* Given task 1:
Answer these questions using the text on Peru's indigenous peoples:
(a) What term did the Velasco regime try to substitute for indio?
(b) What is the Quechua term for mestizo people?
(c) How are the regions and departments with the largest populations of native peoples construed?
* Given task 2:
Rewrite the part of the text on Peru's indigenous peoples starting at "Nevertheless, traditional usage" and ending at "one else aspires.", putting "customary usage" in place of "traditional usage".
* Given task 3:
Condense the paragraph of the text on Peru's indigenous peoples that begins "The ingrained attitudes", keeping its main facts.
··· Excerpt ···
Peru's
Indigenous Peoples
The word indio,
as applied to native highland people of Quechua and Aymara
origin, carries strong negative meanings and stereotypes
among non-native Peruvians. For that reason, the ardently
populist Velasco regime attempted with some success to
substitute the term peasant (campesino) to accompany the
many far-reaching changes his government directed at
improving the socioeconomic conditions in the highlands.
Nevertheless, traditional usage has prevailed in many areas
in reference to those who speak native languages, dress in
native styles, and engage in activities defined as native.
Peruvian society ascribes to them a caste status to which no
one else aspires.
The ingrained attitudes
and stereotypes held by the mistikuna (the Quechua
term for mestizo people) toward the runakuna
(native people--the Quechua term for themselves) in most
highland towns have led to a variety of discriminatory
behaviors, from mocking references to "brute" or
"savage" to obliging native Americans to step
aside, sit in the back of vehicles, and in general humble
themselves in the presence of persons of higher status. The
pattern of ethno-racist denigration has continued despite
all of the protests and reports, official policies, and
compelling accounts of discrimination described in Peruvian
novels published since the beginning of the twentieth
century.
The regions and
departments with the largest populations of native peoples
are construed to be the most backward, being the poorest,
least educated, and less developed. They are also the ones
with the highest percentages of Quechua and Aymara speakers.
··· Given data ···
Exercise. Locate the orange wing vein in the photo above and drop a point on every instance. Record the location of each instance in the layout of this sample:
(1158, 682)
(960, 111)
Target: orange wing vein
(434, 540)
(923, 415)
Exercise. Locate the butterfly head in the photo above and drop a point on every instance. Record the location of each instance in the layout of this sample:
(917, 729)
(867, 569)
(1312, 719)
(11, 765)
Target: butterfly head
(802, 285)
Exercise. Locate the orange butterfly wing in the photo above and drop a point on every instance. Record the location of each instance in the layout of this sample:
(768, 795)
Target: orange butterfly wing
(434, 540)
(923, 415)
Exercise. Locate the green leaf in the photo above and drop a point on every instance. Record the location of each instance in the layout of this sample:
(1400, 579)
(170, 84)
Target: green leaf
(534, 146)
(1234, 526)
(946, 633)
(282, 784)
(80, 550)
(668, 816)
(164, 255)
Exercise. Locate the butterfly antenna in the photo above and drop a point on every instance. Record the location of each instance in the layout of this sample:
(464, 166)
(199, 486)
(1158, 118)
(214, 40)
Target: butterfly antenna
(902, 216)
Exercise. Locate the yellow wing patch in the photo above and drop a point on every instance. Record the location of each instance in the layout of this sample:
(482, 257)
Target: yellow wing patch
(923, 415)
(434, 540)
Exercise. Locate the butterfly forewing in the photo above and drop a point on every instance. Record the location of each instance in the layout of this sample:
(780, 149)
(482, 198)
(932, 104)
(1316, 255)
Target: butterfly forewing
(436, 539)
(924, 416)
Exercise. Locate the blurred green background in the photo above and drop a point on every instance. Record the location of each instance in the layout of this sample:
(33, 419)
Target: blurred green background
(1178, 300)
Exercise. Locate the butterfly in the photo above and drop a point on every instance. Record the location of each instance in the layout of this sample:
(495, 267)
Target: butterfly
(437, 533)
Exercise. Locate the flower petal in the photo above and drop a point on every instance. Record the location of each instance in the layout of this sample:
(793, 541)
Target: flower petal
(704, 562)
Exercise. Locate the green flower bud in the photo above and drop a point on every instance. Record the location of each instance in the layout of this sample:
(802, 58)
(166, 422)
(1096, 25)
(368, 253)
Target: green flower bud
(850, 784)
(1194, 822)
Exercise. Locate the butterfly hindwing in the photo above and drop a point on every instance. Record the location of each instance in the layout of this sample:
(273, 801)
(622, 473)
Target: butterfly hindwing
···
* Exercise response 1:
(a) Peasant (campesino).
(b) Mistikuna.
(c) As the most backward, being the poorest, least educated, and less developed.

* Exercise response 2:
Nevertheless, customary usage has prevailed in many areas
in reference to those who speak native languages, dress in
native styles, and engage in activities defined as native.
Peruvian society ascribes to them a caste status to which no
one else aspires.

* Exercise response 3:
In most highland towns, the ingrained attitudes and stereotypes of the mistikuna (mestizo people) toward the runakuna (native people) have led to discrimination. It ranges from mocking references to "brute" or "savage" to making native Americans step aside, sit in the back of vehicles, and humble themselves before persons of higher status. This ethno-racist denigration has continued despite protests, reports, official policies, and accounts of discrimination in Peruvian novels published since the beginning of the twentieth century.